**Region pointing data**
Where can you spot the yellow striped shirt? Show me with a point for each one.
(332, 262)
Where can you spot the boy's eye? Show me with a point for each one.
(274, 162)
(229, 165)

**Assigned task**
Repeat every record above precisely.

**Result of the task**
Where can you spot the yellow striped shirt? Show me with a point for each one.
(332, 262)
Where can you spot the boy's eye? Show me with a point for each one.
(274, 162)
(229, 165)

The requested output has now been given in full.